● **WORK TO COMPLETE**
1. In the Hong Kong article below, which two upcoming international events added to the pressure on the city?
2. Carry on the Hong Kong article below, starting after its last sentence.

● **EXTRACT**
****************************************

September brought more bad news, when the city’s financial secretary revealed the city could face a budget deficit of over than 100 billion Hong Kong dollars (about $12.7 billion) – which would be the second-highest fiscal deficit ever recorded.
A spate of upcoming high-profile international events added to the growing pressure: the Hong Kong Sevens rugby tournament and the Global Financial Leaders’ Forum, which invites executives from the world’s biggest financial institutions such as Goldman Sachs and Morgan Stanley for a two-day summit.
According to media reports in August, some banks warned their executives would only attend if there was quarantine-free travel – a widely-speculated factor behind the government’s ultimate decision.
It would mark “a beautiful victory (to have) all the big heads, the superstars from banks, hedge funds, etc. to come to our summit,” said Yuen. “They’re signaling to the world that we’re not going to stay like this – we’re going back to the competition, don’t forget us, we are still a shiny international financial center.”
This insistence upon rejoining the international community may appear jarring coming after efforts by Beijing to bring Hong Kong further under its control.
Since 2020, the Hong Kong and central governments have all but wiped out the city’s opposition. Pro-democracy activists have been jailed or exiled, and independent newsrooms shut down; meanwhile, authorities have changed school curricula to emphasize Chinese history and culture, and pushed greater economic cooperation in the Greater Bay Area, a national scheme to link Guangdong province closer with Hong Kong and Macau.
But to Beijing, some experts say, it isn’t contradictory at all to push Hong Kong as a global hub while integrating it further with the mainland.
“They want both – they don’t think it’s mutually exclusive,” said Yuen.
As a former British colony that was allowed to retain capitalist freedoms after being handed back to China, Hong Kong has long drawn international businesses hoping to gain access to the Chinese market.
Even other Chinese financial centers like Shanghai or Shenzhen have controls over capital flow and information censorship – meaning “China still needs Hong Kong” to bring in foreign investment and capital, said Yuen.
Beijing’s hope, she said, is that if Hong Kong can become more deeply integrated with China and the Greater Bay Area, its success in the global market can also boost the mainland economy.

****************************************

● **GIVEN ENTRIES**
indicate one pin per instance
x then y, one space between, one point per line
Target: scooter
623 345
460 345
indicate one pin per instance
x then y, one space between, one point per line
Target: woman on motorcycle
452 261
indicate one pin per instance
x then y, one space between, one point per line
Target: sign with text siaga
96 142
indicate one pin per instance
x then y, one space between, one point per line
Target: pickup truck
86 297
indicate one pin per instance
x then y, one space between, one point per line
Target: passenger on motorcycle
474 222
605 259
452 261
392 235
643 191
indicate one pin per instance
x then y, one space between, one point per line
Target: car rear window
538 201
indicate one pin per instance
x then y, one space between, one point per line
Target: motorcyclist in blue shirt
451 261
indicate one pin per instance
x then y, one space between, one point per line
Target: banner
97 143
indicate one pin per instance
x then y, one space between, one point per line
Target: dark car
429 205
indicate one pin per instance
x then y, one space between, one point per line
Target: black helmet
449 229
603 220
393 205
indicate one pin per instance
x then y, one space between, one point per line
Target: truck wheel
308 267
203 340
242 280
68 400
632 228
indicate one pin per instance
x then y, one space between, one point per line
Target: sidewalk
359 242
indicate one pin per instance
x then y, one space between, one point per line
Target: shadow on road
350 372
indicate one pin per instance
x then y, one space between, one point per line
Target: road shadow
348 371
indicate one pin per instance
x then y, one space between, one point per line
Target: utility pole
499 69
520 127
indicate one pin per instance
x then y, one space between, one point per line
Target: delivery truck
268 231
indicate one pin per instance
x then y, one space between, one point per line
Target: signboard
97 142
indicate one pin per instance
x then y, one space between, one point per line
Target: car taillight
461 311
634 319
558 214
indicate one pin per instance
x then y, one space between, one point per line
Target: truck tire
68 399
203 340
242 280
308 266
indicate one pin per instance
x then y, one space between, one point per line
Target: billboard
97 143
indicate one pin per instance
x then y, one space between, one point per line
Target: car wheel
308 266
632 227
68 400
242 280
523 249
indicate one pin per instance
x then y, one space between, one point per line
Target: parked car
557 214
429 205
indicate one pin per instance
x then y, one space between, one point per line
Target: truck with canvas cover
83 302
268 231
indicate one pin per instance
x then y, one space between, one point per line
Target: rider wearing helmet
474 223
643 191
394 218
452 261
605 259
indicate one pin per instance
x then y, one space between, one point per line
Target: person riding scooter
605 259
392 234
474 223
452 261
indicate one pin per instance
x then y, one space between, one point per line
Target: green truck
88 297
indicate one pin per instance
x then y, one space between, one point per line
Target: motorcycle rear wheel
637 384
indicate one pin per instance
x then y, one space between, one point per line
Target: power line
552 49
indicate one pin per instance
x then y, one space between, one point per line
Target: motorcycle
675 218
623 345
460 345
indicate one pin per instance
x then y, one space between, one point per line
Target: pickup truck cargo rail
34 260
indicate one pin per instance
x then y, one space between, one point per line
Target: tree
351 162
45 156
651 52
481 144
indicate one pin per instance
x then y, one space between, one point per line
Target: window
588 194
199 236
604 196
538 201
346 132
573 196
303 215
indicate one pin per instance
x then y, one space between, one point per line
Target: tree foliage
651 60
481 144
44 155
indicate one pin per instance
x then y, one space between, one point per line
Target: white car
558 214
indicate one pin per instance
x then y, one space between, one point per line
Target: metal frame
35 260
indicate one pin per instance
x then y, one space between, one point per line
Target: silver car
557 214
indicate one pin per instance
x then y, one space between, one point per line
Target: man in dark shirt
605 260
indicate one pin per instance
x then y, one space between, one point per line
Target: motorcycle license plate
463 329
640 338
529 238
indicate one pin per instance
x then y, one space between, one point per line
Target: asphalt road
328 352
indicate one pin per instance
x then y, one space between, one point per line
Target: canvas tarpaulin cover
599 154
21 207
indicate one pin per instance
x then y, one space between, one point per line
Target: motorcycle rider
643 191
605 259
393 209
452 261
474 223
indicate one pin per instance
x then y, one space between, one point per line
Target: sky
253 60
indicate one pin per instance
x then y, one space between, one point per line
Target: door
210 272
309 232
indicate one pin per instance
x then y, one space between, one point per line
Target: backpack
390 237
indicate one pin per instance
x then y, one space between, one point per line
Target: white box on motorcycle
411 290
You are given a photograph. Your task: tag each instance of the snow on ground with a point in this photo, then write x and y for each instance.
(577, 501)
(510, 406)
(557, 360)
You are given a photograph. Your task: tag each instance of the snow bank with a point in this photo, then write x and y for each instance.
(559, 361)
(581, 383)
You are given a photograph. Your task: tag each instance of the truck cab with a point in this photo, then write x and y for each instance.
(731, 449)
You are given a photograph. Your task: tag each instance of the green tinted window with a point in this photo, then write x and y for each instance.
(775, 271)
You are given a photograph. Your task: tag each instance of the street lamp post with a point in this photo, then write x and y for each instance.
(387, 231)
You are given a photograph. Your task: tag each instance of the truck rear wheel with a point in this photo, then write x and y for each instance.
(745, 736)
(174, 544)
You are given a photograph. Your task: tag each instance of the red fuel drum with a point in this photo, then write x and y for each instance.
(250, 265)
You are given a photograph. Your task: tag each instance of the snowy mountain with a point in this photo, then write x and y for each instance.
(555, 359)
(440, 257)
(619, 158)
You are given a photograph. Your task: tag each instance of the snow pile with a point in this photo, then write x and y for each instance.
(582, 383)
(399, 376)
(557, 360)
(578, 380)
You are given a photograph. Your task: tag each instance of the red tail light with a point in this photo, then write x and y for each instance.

****************************************

● **ANSWER SET**
1. The Hong Kong Sevens rugby tournament and the Global Financial Leaders' Forum.

2.
And China needs all the help it can get right now, with the housing market collapsing, companies struggling with recurring supply chain headaches, and youth unemployment at a record high. Beijing’s zero-Covid policy is making things worse, with near-constant disruptions as different parts of the country go in and out of lockdown like a virus-driven whack-a-mole.
Chinese authorities “see a role for Hong Kong in helping to restore the mainland economy,” said John Burns, Emeritus Professor at HKU. “This would be another reason why the central government gave the green light to Hong Kong authorities to open the border – and I think that’s what happened. Hong Kong has no autonomy to decide things like this on its own.”
He added that the U-turn reflects a change in perspective from both Hong Kong and Chinese authorities, and an adaptability to the shifting situation.
“Previously they have prioritized the mainland border … (now), they are saying, okay, well, here is a case where China is opening up one port. Let’s see what happens. It’s an experiment,” he said.
But every experiment runs its risks. By waiting so long to reopen, and by cracking down so hard on Hong Kong, authorities have also created a new sense of wariness among international observers, experts say.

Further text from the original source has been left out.